Exercise objective:
Identify each line in the entries below that contains the string "foliage", matching case exactly, and copy those lines.

— Start Provided entries —

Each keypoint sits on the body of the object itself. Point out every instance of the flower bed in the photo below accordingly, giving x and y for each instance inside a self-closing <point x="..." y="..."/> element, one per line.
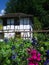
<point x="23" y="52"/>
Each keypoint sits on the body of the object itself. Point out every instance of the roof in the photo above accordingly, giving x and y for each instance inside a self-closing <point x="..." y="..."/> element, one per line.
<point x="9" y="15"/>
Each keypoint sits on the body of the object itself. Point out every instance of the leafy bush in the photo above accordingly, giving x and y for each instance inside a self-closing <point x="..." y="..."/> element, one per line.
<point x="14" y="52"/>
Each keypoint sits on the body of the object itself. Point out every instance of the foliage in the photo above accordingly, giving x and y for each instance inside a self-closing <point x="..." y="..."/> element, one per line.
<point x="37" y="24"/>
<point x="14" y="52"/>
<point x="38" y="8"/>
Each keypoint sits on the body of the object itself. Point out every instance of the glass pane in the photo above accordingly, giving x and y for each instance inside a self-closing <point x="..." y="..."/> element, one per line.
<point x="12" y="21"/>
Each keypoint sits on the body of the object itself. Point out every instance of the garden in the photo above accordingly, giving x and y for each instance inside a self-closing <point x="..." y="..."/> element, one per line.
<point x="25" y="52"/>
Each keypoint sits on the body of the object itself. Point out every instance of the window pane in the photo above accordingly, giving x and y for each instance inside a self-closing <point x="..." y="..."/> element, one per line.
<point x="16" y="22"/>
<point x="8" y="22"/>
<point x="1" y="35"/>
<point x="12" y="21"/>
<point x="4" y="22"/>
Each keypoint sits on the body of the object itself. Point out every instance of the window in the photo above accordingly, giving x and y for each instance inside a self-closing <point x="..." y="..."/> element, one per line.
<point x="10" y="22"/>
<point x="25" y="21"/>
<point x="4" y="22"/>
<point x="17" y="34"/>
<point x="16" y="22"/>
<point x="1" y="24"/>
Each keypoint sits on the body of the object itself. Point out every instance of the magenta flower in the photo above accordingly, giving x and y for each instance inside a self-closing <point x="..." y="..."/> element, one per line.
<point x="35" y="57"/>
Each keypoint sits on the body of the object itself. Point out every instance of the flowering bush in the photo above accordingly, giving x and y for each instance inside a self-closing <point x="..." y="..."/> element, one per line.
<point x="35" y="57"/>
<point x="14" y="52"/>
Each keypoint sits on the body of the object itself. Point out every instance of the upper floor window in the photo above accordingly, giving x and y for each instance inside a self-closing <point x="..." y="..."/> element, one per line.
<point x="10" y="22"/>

— End Provided entries —
— Start Provided entries —

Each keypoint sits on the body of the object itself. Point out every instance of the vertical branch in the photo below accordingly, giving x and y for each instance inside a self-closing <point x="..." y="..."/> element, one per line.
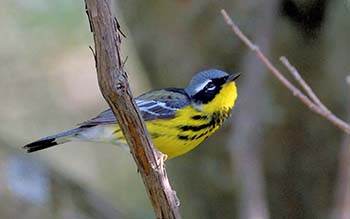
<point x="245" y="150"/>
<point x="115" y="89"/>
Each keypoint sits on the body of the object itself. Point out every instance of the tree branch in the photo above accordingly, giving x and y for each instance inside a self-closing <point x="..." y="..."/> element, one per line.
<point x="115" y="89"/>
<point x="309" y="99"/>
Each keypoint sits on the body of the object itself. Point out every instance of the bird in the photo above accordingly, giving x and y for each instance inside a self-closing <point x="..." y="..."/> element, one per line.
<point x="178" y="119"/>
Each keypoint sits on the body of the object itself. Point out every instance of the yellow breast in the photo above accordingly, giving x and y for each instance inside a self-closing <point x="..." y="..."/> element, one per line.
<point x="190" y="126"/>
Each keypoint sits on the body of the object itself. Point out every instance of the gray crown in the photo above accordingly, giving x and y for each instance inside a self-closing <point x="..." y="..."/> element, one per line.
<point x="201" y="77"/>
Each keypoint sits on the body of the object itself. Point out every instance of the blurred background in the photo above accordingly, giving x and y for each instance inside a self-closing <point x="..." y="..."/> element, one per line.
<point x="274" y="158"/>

— End Provided entries —

Response to this exercise:
Each keypoint sits on the body of the object itself. Point out every instance of the foliage in the photo above accordingly, giving x and y for each instance inside a self-closing <point x="..." y="..."/> element, one per line.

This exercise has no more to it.